_ASSIGNED TASK:_
Pull out each line in the listing below that contains the word "then".

_AVAILABLE DATA:_
>>

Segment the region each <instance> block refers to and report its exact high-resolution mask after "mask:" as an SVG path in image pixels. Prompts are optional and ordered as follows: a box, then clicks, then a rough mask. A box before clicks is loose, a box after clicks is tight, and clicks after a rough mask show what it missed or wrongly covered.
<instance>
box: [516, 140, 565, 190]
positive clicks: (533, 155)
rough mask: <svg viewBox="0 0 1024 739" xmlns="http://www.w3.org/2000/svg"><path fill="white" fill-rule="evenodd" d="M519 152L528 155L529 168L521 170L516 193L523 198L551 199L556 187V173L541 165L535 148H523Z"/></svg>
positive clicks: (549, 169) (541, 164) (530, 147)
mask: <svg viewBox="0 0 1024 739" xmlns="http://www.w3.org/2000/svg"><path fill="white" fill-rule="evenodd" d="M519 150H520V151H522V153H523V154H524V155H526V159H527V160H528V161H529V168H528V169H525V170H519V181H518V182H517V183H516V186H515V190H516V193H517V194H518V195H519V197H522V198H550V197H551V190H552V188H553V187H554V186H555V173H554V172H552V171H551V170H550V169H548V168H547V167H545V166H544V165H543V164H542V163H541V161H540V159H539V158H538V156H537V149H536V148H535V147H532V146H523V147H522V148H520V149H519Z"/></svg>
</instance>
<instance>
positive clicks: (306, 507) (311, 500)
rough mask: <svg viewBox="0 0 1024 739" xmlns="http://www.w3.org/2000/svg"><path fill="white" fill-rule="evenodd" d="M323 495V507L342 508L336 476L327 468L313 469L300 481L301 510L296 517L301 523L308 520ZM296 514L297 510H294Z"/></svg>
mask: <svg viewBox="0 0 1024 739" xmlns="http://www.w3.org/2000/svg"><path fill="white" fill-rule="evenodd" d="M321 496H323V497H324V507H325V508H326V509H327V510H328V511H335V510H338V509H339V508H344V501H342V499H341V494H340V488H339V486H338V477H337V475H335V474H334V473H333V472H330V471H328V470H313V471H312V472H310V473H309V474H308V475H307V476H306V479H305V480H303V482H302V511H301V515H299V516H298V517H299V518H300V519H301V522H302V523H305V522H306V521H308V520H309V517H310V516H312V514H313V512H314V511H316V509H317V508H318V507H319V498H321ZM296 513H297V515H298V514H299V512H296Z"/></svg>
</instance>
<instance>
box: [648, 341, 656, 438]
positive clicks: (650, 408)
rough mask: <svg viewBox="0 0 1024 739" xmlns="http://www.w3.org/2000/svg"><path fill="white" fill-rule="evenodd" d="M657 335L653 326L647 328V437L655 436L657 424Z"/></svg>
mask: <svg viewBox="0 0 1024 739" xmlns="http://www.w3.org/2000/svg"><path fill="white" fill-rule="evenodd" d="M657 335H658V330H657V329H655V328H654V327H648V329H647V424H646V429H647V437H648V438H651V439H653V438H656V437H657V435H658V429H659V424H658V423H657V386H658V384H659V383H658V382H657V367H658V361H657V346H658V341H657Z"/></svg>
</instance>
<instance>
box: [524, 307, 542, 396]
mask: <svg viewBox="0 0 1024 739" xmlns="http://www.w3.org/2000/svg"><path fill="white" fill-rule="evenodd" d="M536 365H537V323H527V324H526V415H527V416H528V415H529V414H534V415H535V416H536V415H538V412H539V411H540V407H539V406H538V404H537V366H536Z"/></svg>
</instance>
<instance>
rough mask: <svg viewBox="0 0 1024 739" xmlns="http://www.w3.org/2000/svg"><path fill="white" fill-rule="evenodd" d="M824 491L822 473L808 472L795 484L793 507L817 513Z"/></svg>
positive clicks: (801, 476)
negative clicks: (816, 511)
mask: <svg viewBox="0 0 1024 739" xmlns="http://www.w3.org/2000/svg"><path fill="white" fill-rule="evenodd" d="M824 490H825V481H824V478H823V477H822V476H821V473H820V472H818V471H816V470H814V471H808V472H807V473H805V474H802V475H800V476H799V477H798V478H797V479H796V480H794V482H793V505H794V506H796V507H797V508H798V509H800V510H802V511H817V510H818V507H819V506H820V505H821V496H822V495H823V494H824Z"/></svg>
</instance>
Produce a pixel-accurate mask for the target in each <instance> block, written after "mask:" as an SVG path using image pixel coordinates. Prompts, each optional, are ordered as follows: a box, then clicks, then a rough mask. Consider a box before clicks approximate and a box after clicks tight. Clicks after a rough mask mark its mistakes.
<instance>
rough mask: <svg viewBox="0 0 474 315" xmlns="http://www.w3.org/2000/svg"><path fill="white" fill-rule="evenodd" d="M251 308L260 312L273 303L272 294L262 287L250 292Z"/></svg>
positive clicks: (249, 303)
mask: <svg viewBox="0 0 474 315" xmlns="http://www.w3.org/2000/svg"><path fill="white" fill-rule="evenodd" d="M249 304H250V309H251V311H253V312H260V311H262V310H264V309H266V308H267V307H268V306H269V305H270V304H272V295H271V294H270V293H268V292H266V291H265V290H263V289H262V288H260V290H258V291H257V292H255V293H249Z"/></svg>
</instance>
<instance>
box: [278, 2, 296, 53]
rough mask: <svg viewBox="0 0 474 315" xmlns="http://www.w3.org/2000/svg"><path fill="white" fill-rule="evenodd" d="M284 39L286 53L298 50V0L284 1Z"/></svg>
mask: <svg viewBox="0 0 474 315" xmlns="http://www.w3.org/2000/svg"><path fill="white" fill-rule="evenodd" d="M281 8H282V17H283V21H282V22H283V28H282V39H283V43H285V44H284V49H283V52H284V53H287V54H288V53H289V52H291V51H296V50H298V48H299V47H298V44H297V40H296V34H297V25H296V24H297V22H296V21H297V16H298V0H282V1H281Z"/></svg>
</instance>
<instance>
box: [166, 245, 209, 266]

<<

_ANSWER:_
Segment the region each <instance> block refers to and report its exact high-resolution mask after "mask:" as an SVG path in image pixels. Prompts are optional and ordered as follows: a box, then clicks, then a rough mask. A box before clicks is loose, a box after clicks is tight, and clicks after a rough mask show what it missed or wrongly covered.
Produce a pixel-accurate mask for the target in each <instance> block, written after "mask:" as an SVG path using image pixel coordinates. Prompts, each optional, are ordered as follows: a box, then clicks, then a rough mask. Consider a box before clicks approximate and a box after clicks tight. Clicks after a rough mask mark its mistakes.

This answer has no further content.